■ Exercise text
++++++++++++++++++++
Microsoft gave audience attendees at the 2nd annual Microsoft Business Intelligence conference a sneak preview of its forthcoming SQL Server this week, code named “Kilimanjaro.” It was an appropriate venue for its debut, given its increased emphasis on BI.
New functional areas of emphasis in the server match Microsoft’s vision for BI, which is to make it pervasive throughout the enterprise, Fausto Ibarra, director of product management for SQL Server, told CRM Buyer.
“The goal is to allow more users to have access to BI,” he said, pointing to industry figures that show an average of 20 percent of users able to tap this functionality.
For example, consider a CRM application that has embedded BI technology, he said. “Users can get better insight about customer behavior by having scorecards or data mining functionality embedded directly in the line of business.”
Kilimanjaro Specs
Kilimanjaro, which is scheduled to be generally available some time in 2010, will be embedded with new analysis capabilities that are expected to facilitate managed self-service reporting and content sharing, collaboration and management capabilities. This new line of functionality evolved from Microsoft’s Project Gemini, an IT managed infrastructure developed to help users develop, produce, use and collaborate on their own BI projects.
++++++++++++++++++++
■ Provided records
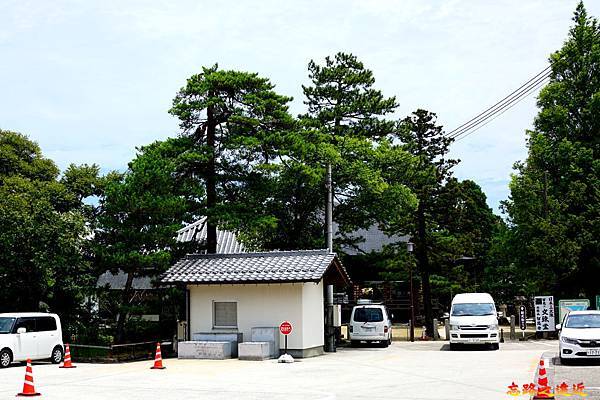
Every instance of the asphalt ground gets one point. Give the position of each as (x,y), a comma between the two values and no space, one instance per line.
(585,372)
(415,371)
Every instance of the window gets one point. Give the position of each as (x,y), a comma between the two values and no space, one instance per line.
(6,324)
(27,323)
(224,314)
(472,309)
(46,324)
(591,321)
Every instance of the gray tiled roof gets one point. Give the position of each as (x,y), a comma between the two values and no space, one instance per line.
(267,267)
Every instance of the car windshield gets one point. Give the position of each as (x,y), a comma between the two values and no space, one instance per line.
(365,314)
(583,321)
(6,324)
(472,309)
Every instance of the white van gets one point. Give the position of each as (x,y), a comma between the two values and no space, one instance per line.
(473,320)
(370,323)
(30,335)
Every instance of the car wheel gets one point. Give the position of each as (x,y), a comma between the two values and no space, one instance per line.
(5,358)
(57,354)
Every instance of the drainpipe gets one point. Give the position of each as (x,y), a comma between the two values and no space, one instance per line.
(329,329)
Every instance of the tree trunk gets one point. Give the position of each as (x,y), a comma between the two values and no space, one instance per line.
(211,183)
(126,295)
(423,260)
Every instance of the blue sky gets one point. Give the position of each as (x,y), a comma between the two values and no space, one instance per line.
(91,80)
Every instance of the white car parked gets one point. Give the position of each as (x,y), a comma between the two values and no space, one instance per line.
(370,323)
(30,335)
(473,320)
(580,335)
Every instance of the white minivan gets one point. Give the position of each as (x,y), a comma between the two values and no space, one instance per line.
(370,323)
(30,335)
(473,320)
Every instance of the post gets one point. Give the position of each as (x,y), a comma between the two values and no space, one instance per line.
(412,310)
(330,330)
(188,324)
(447,328)
(513,335)
(329,209)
++++++++++++++++++++
■ Exercise 1
Answer these questions from the article on SQL Server "Kilimanjaro":
(a) What is Fausto Ibarra's position?
(b) According to the industry figures cited, what average share of users can tap BI functionality?
(c) When is Kilimanjaro scheduled to become generally available?
■ Exercise 2
Carry on the article on SQL Server "Kilimanjaro" from the point where it stops.
The records that come after the text on SQL Server are separate material and have no connection to it.

■ Expected answer 1
(a) Director of product management for SQL Server
(b) 20 percent
(c) Some time in 2010

■ Expected answer 2
Microsoft is also incorporating advanced data warehousing functionality — currently under development in a project code-named “Madison” — with SQL Server. Under this initiative Microsoft will develop an appliance-like product in collaboration with hardware partners Dell, HP, Unisys, Bull Systems and EMC, that will leverage SQL Server to extend scale out into the hundreds of terabytes. It will also be available in 2010.
Growing Demand
Microsoft’s product pipeline in this area is a timely one as there is growing demand for BI in workaday applications and hardware, Mark Feverston, general manager of Microsoft Solutions Marketing at Unysis, told CRM Buyer. “Over the last number of years we have more customers asking for assistance in leveraging SQL in analytical applications.”
The demand, he said, has dovetailed nicely with Microsoft’s growing emphasis on this function. As the Server moved from version 5 to version 8, “we have noticed that BI is becoming more flexible.”